I didn't have a lot of time today, I just stopped off in my lunch break for a quick look without too many expectations, because there's always the risk with these aythya diving ducks that by midday they'll all have their heads tucked in and be fast asleep. Not today though, all of the diving ducks were awake and chasing each other around and feeding and in amongst them was the ring-necked duck. 

Kilmardinny Loch at Bearsden is only a small loch, and so long as the birds are not asleep, decent views are pretty much guaranteed. Still, they were doing an awful lot of diving and at first decent photos were a challenge, but they were obviously doing a lap of the loch so I just waited 10 minutes and they came right past me. The close up photos are all phone scoped at close range during a period of relative inactivity.

**TASK OBJECTIVE**
Please copy, word for word, the stretch of the ring-necked duck sighting note that opens with "I didn't have" and closes with "the ring-necked duck.".

(Records from a collection)
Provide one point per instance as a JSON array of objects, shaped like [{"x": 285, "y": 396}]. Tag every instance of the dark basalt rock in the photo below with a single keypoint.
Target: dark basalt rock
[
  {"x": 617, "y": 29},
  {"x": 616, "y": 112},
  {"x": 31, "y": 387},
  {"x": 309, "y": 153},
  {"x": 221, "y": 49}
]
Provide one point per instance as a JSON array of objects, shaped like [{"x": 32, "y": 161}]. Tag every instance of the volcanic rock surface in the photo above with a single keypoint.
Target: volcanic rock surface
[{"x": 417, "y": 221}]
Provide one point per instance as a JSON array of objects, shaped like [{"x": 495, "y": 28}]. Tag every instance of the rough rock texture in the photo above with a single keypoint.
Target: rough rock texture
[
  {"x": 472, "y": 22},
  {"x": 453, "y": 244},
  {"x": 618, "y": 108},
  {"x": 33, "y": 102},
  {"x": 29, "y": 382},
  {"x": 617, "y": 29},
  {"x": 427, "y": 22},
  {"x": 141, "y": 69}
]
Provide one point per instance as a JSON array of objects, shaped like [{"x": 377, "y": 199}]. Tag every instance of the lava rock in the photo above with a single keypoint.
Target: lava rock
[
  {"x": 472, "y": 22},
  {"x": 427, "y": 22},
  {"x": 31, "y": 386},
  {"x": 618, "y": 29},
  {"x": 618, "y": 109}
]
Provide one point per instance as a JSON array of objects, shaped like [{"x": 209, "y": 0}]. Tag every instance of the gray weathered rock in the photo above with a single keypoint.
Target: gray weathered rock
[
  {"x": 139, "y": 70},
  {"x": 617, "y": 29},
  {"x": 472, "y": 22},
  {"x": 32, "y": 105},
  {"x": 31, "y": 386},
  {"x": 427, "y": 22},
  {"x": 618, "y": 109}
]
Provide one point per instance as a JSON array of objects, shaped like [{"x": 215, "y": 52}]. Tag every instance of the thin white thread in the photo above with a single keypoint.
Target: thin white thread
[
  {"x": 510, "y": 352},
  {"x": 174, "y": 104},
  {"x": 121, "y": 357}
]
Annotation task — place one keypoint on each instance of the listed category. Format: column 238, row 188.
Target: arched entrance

**EXERCISE RESPONSE**
I didn't have a lot of time today, I just stopped off in my lunch break for a quick look without too many expectations, because there's always the risk with these aythya diving ducks that by midday they'll all have their heads tucked in and be fast asleep. Not today though, all of the diving ducks were awake and chasing each other around and feeding and in amongst them was the ring-necked duck.